» GOAL
Please render the entries, starting at the beginning and ending with the line that contains "139 252 L 165", as a JSON list of strings with one string per line. Skip blank lines and leave out the pictures.

· · ·

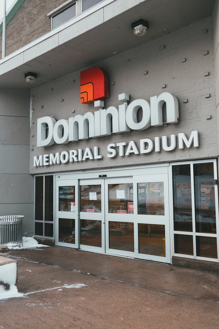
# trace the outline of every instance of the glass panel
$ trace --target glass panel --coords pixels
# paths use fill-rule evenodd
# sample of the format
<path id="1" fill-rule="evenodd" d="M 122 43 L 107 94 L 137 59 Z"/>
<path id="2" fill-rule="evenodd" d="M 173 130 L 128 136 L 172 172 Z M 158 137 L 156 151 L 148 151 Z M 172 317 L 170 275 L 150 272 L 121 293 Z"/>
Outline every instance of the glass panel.
<path id="1" fill-rule="evenodd" d="M 191 235 L 174 234 L 174 245 L 176 254 L 193 255 L 193 240 Z"/>
<path id="2" fill-rule="evenodd" d="M 101 212 L 101 185 L 81 185 L 80 187 L 80 211 Z"/>
<path id="3" fill-rule="evenodd" d="M 139 252 L 165 257 L 165 225 L 139 224 L 138 226 Z"/>
<path id="4" fill-rule="evenodd" d="M 35 177 L 35 220 L 43 220 L 43 176 L 37 176 Z"/>
<path id="5" fill-rule="evenodd" d="M 217 238 L 208 237 L 196 237 L 197 256 L 217 258 Z"/>
<path id="6" fill-rule="evenodd" d="M 43 235 L 43 227 L 42 223 L 35 222 L 35 235 Z"/>
<path id="7" fill-rule="evenodd" d="M 133 184 L 109 184 L 108 186 L 109 213 L 133 214 Z"/>
<path id="8" fill-rule="evenodd" d="M 53 224 L 45 223 L 44 227 L 44 235 L 45 237 L 53 236 Z"/>
<path id="9" fill-rule="evenodd" d="M 134 227 L 133 223 L 109 222 L 109 248 L 134 251 Z"/>
<path id="10" fill-rule="evenodd" d="M 191 232 L 192 219 L 190 165 L 174 165 L 172 169 L 174 229 Z"/>
<path id="11" fill-rule="evenodd" d="M 216 233 L 213 163 L 194 165 L 196 232 Z"/>
<path id="12" fill-rule="evenodd" d="M 59 211 L 71 211 L 71 203 L 75 202 L 75 191 L 74 186 L 59 187 Z"/>
<path id="13" fill-rule="evenodd" d="M 66 8 L 52 17 L 53 29 L 59 26 L 63 23 L 71 19 L 76 15 L 76 4 Z"/>
<path id="14" fill-rule="evenodd" d="M 102 0 L 82 0 L 82 11 L 84 12 L 85 10 L 87 10 L 91 7 L 101 2 L 102 1 Z"/>
<path id="15" fill-rule="evenodd" d="M 59 218 L 58 241 L 67 243 L 75 243 L 75 219 Z"/>
<path id="16" fill-rule="evenodd" d="M 163 182 L 138 184 L 138 213 L 164 215 Z"/>
<path id="17" fill-rule="evenodd" d="M 45 220 L 53 220 L 53 176 L 45 176 Z M 45 234 L 45 235 L 46 235 Z M 50 235 L 47 235 L 50 237 Z"/>
<path id="18" fill-rule="evenodd" d="M 101 221 L 81 219 L 81 244 L 102 247 Z"/>

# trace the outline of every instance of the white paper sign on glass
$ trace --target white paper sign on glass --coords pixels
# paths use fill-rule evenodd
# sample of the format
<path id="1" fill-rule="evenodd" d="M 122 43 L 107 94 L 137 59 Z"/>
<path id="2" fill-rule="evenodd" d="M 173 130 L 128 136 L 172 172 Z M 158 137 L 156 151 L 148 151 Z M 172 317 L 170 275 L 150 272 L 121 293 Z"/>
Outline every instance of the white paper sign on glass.
<path id="1" fill-rule="evenodd" d="M 125 190 L 118 190 L 116 191 L 117 199 L 125 199 Z"/>
<path id="2" fill-rule="evenodd" d="M 71 211 L 75 211 L 75 202 L 71 203 Z"/>
<path id="3" fill-rule="evenodd" d="M 96 200 L 97 192 L 90 192 L 89 193 L 89 199 L 90 200 Z"/>

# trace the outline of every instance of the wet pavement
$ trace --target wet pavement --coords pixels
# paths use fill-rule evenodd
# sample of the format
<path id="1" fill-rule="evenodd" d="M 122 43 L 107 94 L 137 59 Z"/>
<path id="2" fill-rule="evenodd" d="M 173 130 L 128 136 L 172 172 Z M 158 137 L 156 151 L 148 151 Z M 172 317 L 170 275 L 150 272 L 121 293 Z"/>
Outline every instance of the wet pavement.
<path id="1" fill-rule="evenodd" d="M 0 328 L 217 328 L 219 273 L 56 247 L 8 251 Z"/>

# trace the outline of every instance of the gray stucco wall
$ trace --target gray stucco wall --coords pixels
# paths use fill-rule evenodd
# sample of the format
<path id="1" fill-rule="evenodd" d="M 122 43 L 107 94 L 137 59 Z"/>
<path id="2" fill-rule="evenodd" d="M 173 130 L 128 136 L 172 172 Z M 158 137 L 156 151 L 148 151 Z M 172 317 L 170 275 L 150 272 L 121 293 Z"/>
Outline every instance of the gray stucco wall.
<path id="1" fill-rule="evenodd" d="M 29 174 L 30 91 L 0 89 L 0 215 L 23 215 L 33 232 L 33 179 Z"/>
<path id="2" fill-rule="evenodd" d="M 80 72 L 86 68 L 38 87 L 32 90 L 32 118 L 31 128 L 30 171 L 31 173 L 52 172 L 92 168 L 113 167 L 217 157 L 218 154 L 213 67 L 211 17 L 182 28 L 141 46 L 112 56 L 98 63 L 91 63 L 105 70 L 110 79 L 110 97 L 105 108 L 121 104 L 118 94 L 130 95 L 130 101 L 138 98 L 149 100 L 150 97 L 168 91 L 175 95 L 179 103 L 180 122 L 166 126 L 150 127 L 146 130 L 114 134 L 111 136 L 54 144 L 46 147 L 36 146 L 38 118 L 53 116 L 57 120 L 97 109 L 93 104 L 80 103 Z M 164 46 L 164 48 L 162 46 Z M 163 49 L 162 49 L 163 48 Z M 208 52 L 206 53 L 207 51 Z M 183 59 L 185 61 L 182 61 Z M 74 59 L 73 59 L 74 60 Z M 148 71 L 148 74 L 143 72 Z M 206 72 L 208 72 L 206 75 Z M 165 88 L 162 86 L 166 85 Z M 206 98 L 208 94 L 210 97 Z M 183 100 L 187 99 L 184 103 Z M 61 101 L 63 100 L 63 101 Z M 74 113 L 73 113 L 73 112 Z M 207 119 L 211 115 L 210 119 Z M 138 147 L 141 139 L 153 139 L 156 136 L 170 136 L 184 132 L 189 136 L 197 130 L 199 147 L 177 148 L 171 152 L 153 151 L 148 154 L 114 158 L 107 156 L 107 145 L 111 143 L 128 142 L 134 140 Z M 103 158 L 65 164 L 33 167 L 34 155 L 98 146 Z"/>

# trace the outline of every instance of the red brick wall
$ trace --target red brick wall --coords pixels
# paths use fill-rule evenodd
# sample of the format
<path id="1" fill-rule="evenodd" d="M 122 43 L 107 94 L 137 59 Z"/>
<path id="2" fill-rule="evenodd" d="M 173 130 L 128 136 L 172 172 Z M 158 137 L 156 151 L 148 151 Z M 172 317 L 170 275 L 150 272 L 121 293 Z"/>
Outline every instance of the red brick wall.
<path id="1" fill-rule="evenodd" d="M 47 14 L 66 1 L 25 0 L 6 27 L 6 56 L 51 31 Z M 1 58 L 1 34 L 0 39 Z"/>

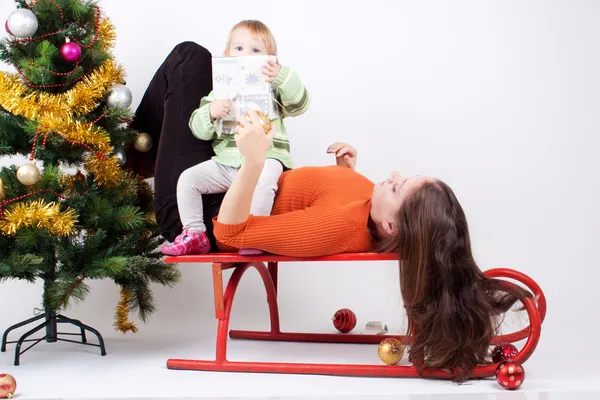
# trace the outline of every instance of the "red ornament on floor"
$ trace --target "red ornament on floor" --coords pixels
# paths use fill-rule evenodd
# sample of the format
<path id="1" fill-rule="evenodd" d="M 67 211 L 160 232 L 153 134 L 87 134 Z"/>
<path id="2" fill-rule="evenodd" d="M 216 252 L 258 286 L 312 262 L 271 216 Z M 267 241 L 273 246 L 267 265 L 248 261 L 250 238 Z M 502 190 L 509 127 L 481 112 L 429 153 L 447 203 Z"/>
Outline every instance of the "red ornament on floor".
<path id="1" fill-rule="evenodd" d="M 12 399 L 17 390 L 17 381 L 10 374 L 0 374 L 0 399 Z"/>
<path id="2" fill-rule="evenodd" d="M 519 350 L 510 343 L 500 343 L 492 350 L 492 362 L 494 364 L 508 361 L 519 353 Z"/>
<path id="3" fill-rule="evenodd" d="M 518 362 L 504 361 L 496 368 L 496 381 L 507 390 L 521 387 L 525 380 L 525 370 Z"/>
<path id="4" fill-rule="evenodd" d="M 331 319 L 335 329 L 342 333 L 348 333 L 356 326 L 356 314 L 348 308 L 337 310 Z"/>

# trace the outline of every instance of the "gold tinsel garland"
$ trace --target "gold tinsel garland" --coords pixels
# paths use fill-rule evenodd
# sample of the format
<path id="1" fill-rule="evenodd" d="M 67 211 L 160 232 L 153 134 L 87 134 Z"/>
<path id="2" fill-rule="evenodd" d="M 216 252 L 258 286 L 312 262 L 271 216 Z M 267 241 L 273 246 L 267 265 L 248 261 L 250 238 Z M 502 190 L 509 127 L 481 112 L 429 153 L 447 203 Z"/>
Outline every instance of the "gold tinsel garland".
<path id="1" fill-rule="evenodd" d="M 75 233 L 77 213 L 68 208 L 60 211 L 60 204 L 34 200 L 17 203 L 4 211 L 0 220 L 0 231 L 5 235 L 14 235 L 19 229 L 35 227 L 47 229 L 52 235 L 68 236 Z"/>
<path id="2" fill-rule="evenodd" d="M 98 30 L 99 37 L 101 38 L 101 48 L 104 51 L 110 51 L 115 45 L 117 34 L 115 27 L 106 18 L 100 21 L 100 28 Z"/>
<path id="3" fill-rule="evenodd" d="M 128 321 L 129 316 L 129 301 L 131 300 L 131 292 L 129 289 L 122 288 L 121 289 L 121 300 L 119 300 L 119 304 L 117 304 L 117 308 L 115 309 L 115 323 L 114 327 L 119 332 L 123 334 L 131 331 L 133 333 L 137 332 L 137 327 L 131 321 Z"/>
<path id="4" fill-rule="evenodd" d="M 77 82 L 65 93 L 51 94 L 24 85 L 18 75 L 0 73 L 0 106 L 12 114 L 35 121 L 46 114 L 61 119 L 88 114 L 115 83 L 122 83 L 123 70 L 112 59 Z"/>
<path id="5" fill-rule="evenodd" d="M 99 27 L 101 46 L 109 51 L 115 42 L 116 34 L 108 19 L 102 19 Z M 72 142 L 85 143 L 94 152 L 84 162 L 88 172 L 94 174 L 95 181 L 108 186 L 119 182 L 122 171 L 116 157 L 108 157 L 113 151 L 107 132 L 91 124 L 75 121 L 73 116 L 85 115 L 97 107 L 108 89 L 115 83 L 124 83 L 121 66 L 111 58 L 94 72 L 83 77 L 65 93 L 49 94 L 25 86 L 19 76 L 0 73 L 0 107 L 9 113 L 33 120 L 39 124 L 40 134 L 59 133 Z M 74 182 L 68 182 L 73 184 Z M 44 203 L 41 200 L 18 203 L 6 210 L 0 220 L 0 231 L 5 235 L 14 234 L 26 226 L 46 228 L 52 234 L 67 236 L 75 233 L 77 215 L 74 210 L 60 212 L 60 205 Z M 115 327 L 126 333 L 137 332 L 135 324 L 129 322 L 129 301 L 131 293 L 121 290 L 121 300 L 115 311 Z"/>
<path id="6" fill-rule="evenodd" d="M 113 186 L 119 181 L 122 171 L 116 156 L 108 157 L 113 151 L 108 133 L 92 124 L 75 121 L 72 115 L 92 111 L 113 82 L 122 79 L 121 68 L 108 61 L 70 91 L 54 95 L 31 90 L 16 76 L 0 73 L 0 107 L 38 122 L 41 134 L 56 132 L 105 155 L 93 155 L 86 160 L 85 166 L 94 174 L 98 185 Z"/>

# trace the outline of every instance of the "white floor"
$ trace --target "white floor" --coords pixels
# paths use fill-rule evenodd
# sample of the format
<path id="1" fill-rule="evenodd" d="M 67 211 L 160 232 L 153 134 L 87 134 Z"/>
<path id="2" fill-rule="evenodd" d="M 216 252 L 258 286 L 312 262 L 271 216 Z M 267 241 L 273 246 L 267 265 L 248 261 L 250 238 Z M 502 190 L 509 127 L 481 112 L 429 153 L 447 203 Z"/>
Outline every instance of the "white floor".
<path id="1" fill-rule="evenodd" d="M 218 373 L 168 370 L 168 358 L 212 358 L 214 326 L 186 336 L 135 336 L 106 332 L 108 355 L 97 348 L 42 342 L 12 364 L 14 345 L 0 353 L 0 372 L 18 382 L 17 399 L 600 399 L 600 368 L 593 360 L 564 360 L 551 344 L 538 347 L 525 364 L 526 379 L 518 391 L 506 391 L 495 380 L 455 385 L 447 381 Z M 229 342 L 230 360 L 377 363 L 375 345 L 323 345 Z M 560 354 L 560 352 L 558 353 Z M 405 362 L 403 360 L 403 362 Z"/>

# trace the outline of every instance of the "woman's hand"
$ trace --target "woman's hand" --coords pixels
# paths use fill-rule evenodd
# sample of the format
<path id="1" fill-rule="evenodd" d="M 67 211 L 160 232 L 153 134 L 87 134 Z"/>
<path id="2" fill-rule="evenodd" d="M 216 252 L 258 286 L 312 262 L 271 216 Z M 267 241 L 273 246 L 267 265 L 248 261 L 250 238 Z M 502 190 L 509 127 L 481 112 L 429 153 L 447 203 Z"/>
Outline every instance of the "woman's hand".
<path id="1" fill-rule="evenodd" d="M 266 82 L 273 82 L 281 71 L 281 65 L 279 65 L 278 61 L 269 60 L 269 62 L 263 67 L 263 74 L 267 76 L 265 79 Z"/>
<path id="2" fill-rule="evenodd" d="M 250 121 L 246 118 L 250 117 Z M 265 133 L 256 111 L 249 110 L 237 120 L 235 143 L 240 151 L 243 163 L 263 165 L 267 151 L 273 141 L 275 130 Z"/>
<path id="3" fill-rule="evenodd" d="M 335 162 L 341 167 L 356 168 L 356 149 L 347 143 L 336 142 L 327 148 L 328 154 L 335 154 Z"/>

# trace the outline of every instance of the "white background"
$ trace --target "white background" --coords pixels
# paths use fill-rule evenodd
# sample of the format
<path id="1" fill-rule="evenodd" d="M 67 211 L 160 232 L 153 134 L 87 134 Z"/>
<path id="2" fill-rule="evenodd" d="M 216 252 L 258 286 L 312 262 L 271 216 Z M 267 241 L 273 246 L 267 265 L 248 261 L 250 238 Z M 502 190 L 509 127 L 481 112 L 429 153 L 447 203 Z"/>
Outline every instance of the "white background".
<path id="1" fill-rule="evenodd" d="M 594 358 L 600 328 L 599 2 L 100 4 L 117 29 L 114 54 L 127 70 L 133 108 L 177 43 L 191 40 L 221 54 L 234 23 L 264 21 L 280 61 L 313 96 L 306 114 L 286 122 L 296 166 L 331 163 L 326 147 L 346 141 L 359 149 L 358 170 L 374 181 L 393 169 L 445 180 L 465 209 L 481 268 L 517 269 L 546 293 L 548 316 L 530 368 L 544 367 L 541 354 L 561 364 L 593 363 L 588 355 Z M 0 22 L 13 8 L 0 2 Z M 112 328 L 118 289 L 111 282 L 91 282 L 87 300 L 65 314 L 98 328 L 109 350 L 154 335 L 168 350 L 180 332 L 200 327 L 210 346 L 210 265 L 180 267 L 182 283 L 156 287 L 157 311 L 137 335 L 123 338 Z M 360 331 L 368 320 L 392 332 L 406 325 L 394 263 L 282 265 L 280 287 L 284 329 L 330 330 L 341 307 L 357 313 Z M 40 285 L 2 283 L 0 330 L 30 317 L 40 299 Z M 245 277 L 236 300 L 234 328 L 264 326 L 256 274 Z M 48 365 L 52 345 L 40 346 L 46 350 L 24 357 L 43 351 Z M 11 353 L 0 355 L 0 369 L 9 365 Z"/>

· · ·

» THE RESPONSE
[
  "# trace the outline of every instance of the glass panel",
  "$ trace --target glass panel --coords pixels",
  "# paths use fill-rule evenodd",
  "# sample of the format",
  "<path id=\"1\" fill-rule=\"evenodd\" d=\"M 122 43 L 107 94 L 137 59 Z\"/>",
  "<path id=\"2\" fill-rule=\"evenodd\" d=\"M 173 130 L 128 136 L 172 172 Z M 158 137 L 156 151 L 148 151 Z M 172 317 L 170 275 L 150 272 L 121 293 Z\"/>",
  "Outline every instance of the glass panel.",
  "<path id=\"1\" fill-rule=\"evenodd\" d=\"M 191 235 L 174 234 L 174 245 L 176 254 L 193 255 L 193 240 Z\"/>",
  "<path id=\"2\" fill-rule=\"evenodd\" d=\"M 101 212 L 101 185 L 81 185 L 80 187 L 80 211 Z\"/>",
  "<path id=\"3\" fill-rule=\"evenodd\" d=\"M 139 252 L 165 257 L 165 225 L 139 224 L 138 226 Z\"/>"
]